● **What the exercise asks**
Copy each entry as it stands, leaving nothing out.

● **Listed records**
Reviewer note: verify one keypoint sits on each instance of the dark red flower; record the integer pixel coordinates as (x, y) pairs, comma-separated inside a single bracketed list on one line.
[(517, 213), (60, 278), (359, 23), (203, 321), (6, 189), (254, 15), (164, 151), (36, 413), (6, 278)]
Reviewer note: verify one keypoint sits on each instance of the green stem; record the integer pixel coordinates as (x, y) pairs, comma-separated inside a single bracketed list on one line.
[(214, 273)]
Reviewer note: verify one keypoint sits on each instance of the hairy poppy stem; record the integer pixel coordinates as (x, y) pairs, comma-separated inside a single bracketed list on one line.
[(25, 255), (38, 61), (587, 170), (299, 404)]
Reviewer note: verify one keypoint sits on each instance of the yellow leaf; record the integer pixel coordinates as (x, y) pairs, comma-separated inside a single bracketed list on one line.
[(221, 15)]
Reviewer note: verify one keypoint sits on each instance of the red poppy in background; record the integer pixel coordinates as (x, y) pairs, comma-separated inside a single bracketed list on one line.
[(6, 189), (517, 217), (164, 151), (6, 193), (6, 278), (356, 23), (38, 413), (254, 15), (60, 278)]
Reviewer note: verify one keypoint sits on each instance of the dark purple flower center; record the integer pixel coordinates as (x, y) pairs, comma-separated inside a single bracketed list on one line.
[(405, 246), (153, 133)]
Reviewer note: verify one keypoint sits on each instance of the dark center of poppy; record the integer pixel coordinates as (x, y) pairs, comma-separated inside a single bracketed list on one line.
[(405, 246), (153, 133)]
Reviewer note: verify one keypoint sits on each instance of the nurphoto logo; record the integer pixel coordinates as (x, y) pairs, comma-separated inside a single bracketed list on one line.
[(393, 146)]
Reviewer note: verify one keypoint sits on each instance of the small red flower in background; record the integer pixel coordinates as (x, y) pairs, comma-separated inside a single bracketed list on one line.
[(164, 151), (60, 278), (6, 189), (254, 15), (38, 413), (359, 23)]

● **Response to this exercise**
Reviewer note: verify one keypoint sits on each instance of the dark red flower; record the integer pixel coordinates as (x, y) pairs, comma-separated inside a single bracketed list on one line.
[(517, 213), (60, 278), (359, 23), (203, 321), (6, 189), (254, 15), (164, 151), (36, 413), (6, 278)]
Reviewer note: verify one keypoint sits on each instance of the green stem; record the integer pixel coordinates as (x, y) pairs, comma-separated inside a single bracketed list on one line.
[(214, 273)]
Reviewer note: verify one keypoint sits on each instance of the hairy poppy stem; record the integer pixel coordinates as (x, y) pairs, comma-separated inside a single bracketed list on one line.
[(25, 255), (38, 61), (587, 170), (299, 404)]
Reviewer note: verify one keypoint sits on each instance of the yellow leaf; record the integer pixel coordinates as (x, y) pairs, comma-separated inside a single bracketed list on one line.
[(221, 15)]
Reviewer note: verify one keypoint sits on each instance of the red poppy in background; record the integer pixel coordinates as (x, y) pairs, comma-separated inside a single bracketed list on one line.
[(6, 189), (517, 217), (164, 151), (6, 193), (6, 278), (356, 23), (38, 413), (254, 15), (60, 278)]
Reviewer note: verify one keypoint sits on each instance of the dark purple flower center; record the integer pixel coordinates as (x, y) pairs, comma-separated inside a single bracketed list on one line.
[(405, 246), (153, 133)]
Reviewer note: verify one keypoint sits on each instance of the dark center of poppy; record the integer pixel coordinates as (x, y) pairs, comma-separated inside a single bracketed list on one line.
[(405, 246), (153, 133)]
Reviewer note: verify one keypoint sits on each instance of the nurphoto logo; record the integer pixel coordinates as (x, y) pairs, comma-separated inside a single bracketed list on one line.
[(393, 146)]
Reviewer note: verify one keypoint sits on each instance of the small red flower in background; record the integer pixel coordinates as (x, y) pairs, comma-separated inside a single bracketed list on one line.
[(164, 151), (60, 278), (6, 189), (254, 15), (38, 413), (359, 23)]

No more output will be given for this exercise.